(Point localization data)
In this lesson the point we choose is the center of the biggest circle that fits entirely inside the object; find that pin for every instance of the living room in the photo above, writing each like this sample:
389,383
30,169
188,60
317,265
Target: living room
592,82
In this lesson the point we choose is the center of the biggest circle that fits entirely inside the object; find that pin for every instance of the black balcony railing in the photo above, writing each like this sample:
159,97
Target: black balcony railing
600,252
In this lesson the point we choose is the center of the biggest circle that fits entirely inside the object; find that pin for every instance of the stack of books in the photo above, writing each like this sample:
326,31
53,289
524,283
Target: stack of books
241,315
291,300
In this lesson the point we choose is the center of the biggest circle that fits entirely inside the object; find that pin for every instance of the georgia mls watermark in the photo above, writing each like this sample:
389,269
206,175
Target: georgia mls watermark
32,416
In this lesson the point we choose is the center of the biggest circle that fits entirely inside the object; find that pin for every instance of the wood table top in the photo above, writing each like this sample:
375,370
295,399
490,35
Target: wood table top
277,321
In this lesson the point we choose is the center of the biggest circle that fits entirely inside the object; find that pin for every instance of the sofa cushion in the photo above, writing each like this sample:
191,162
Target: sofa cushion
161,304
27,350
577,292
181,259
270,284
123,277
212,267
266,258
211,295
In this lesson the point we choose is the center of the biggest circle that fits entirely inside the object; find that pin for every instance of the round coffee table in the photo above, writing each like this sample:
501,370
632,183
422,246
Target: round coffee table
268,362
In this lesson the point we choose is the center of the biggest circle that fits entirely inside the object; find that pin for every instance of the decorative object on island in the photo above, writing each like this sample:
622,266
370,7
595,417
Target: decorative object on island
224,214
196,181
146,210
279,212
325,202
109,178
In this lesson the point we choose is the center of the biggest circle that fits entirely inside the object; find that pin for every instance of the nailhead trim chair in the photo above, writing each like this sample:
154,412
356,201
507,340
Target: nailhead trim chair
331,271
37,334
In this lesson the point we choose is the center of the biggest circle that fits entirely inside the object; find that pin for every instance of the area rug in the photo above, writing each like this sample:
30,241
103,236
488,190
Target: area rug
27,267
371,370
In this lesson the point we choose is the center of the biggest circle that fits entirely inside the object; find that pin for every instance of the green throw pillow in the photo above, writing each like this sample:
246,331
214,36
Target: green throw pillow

* **Prompt**
Using the records above, find and show each line with the string "throw".

* **Written answer**
In this lesson the point we choose is the center of the biggest circle that fits entirely inside the object; find that pin for every instance of the green throw pillow in the photo above, writing each like this sample:
Target: green throw pillow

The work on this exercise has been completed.